課題の目的 1:
抜粋をもとに、次の問いに答えてください。
(a) 2022年度に大型レーザーを用いた陽子ビームの計測が実施できなかったのはなぜですか？
(b) 研究の進捗区分は何とされていますか？
(c) 本成果のプレスリリースはどこから行われましたか？
課題の目的 2:
抜粋によると、レーザートムソン散乱の電子項計測でスペクトルが取得できなかった原因は何だと考えられていますか？一～二文で説明してください。
課題の目的 3:
抜粋のうち、「2: おおむね順調に進展している」から「ギー変換の検証を進められる。」までの部分を、一字一句変えずに出力してください。

読解用抜粋:

研究課題
本研究では、レーザー生成プラズマ中で磁気リコネクションを駆動し、プラズマ発光計測で磁化プラズマ挙動の膨張と衝突の様子を、陽子ビームを用いてリコネクション磁場構造を、二方向のレーザートムソン散乱法を用いて電子・イオンの速度分布関数を計測することで、リコネクション率とプラズマ加熱・加速との関係を明らかにする。2022年度は、大型レーザーを用いた陽子ビームの計測は、施設側で採択されなかったため実施できなかったが、これまでできていなかったレーザートムソン散乱の電子項計測を試みた。結果として、スペクトルを取得するまでには至らなかったが、大型レーザーを計測用レーザーとして用いて実験を行い、実験が可能であることは示した。おそらくプラズマ密度が高いために計測用分光器の計測領域が不十分であったと考えられる。また、2021年度に取得したレーザートムソン散乱のデータを解析することで、磁場拡散領域におけるイオン速度分布の変化と、磁場からプラズマへのエネルギーを求めることに成功した。またエネルギー変化からリコネクション率を求めた。これらの結果を論文に投稿した(Phys. Rev. E, 106, 055207 (2022))。また本成果は、九州大学からプレスリリースを行なった(https://www.kyushu-u.ac.jp/ja/researches/view/842/)。
2: おおむね順調に進展している
レーザー生成プラズマを用いた磁気リコネクションの可視化、詳細な時間・空間分解プラズマ計測に成功し、実験データが順調に取得できている。取得したデータ解析を進め、論文化も行なった。実験手法は確立したので、今後、計測の最適化と、新たに電磁波動の計測を追加し、リコネクションによるエネルギー変換の検証を進められる。

表示中の行:
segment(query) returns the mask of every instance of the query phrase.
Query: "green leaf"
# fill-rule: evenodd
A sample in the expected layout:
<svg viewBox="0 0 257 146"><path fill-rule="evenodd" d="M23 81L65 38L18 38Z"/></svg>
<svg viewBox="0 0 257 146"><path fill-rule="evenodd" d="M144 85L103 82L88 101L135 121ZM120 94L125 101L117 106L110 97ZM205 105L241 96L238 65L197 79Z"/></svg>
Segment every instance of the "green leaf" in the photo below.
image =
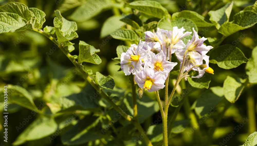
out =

結果 1:
(a) 施設側で採択されなかったため。
(b) おおむね順調に進展している。
(c) 九州大学。

結果 2:
おそらくプラズマ密度が高かったため、計測用分光器の計測領域が不十分であったと考えられています。

結果 3:
2: おおむね順調に進展している
レーザー生成プラズマを用いた磁気リコネクションの可視化、詳細な時間・空間分解プラズマ計測に成功し、実験データが順調に取得できている。取得したデータ解析を進め、論文化も行なった。実験手法は確立したので、今後、計測の最適化と、新たに電磁波動の計測を追加し、リコネクションによるエネルギー変換の検証を進められる。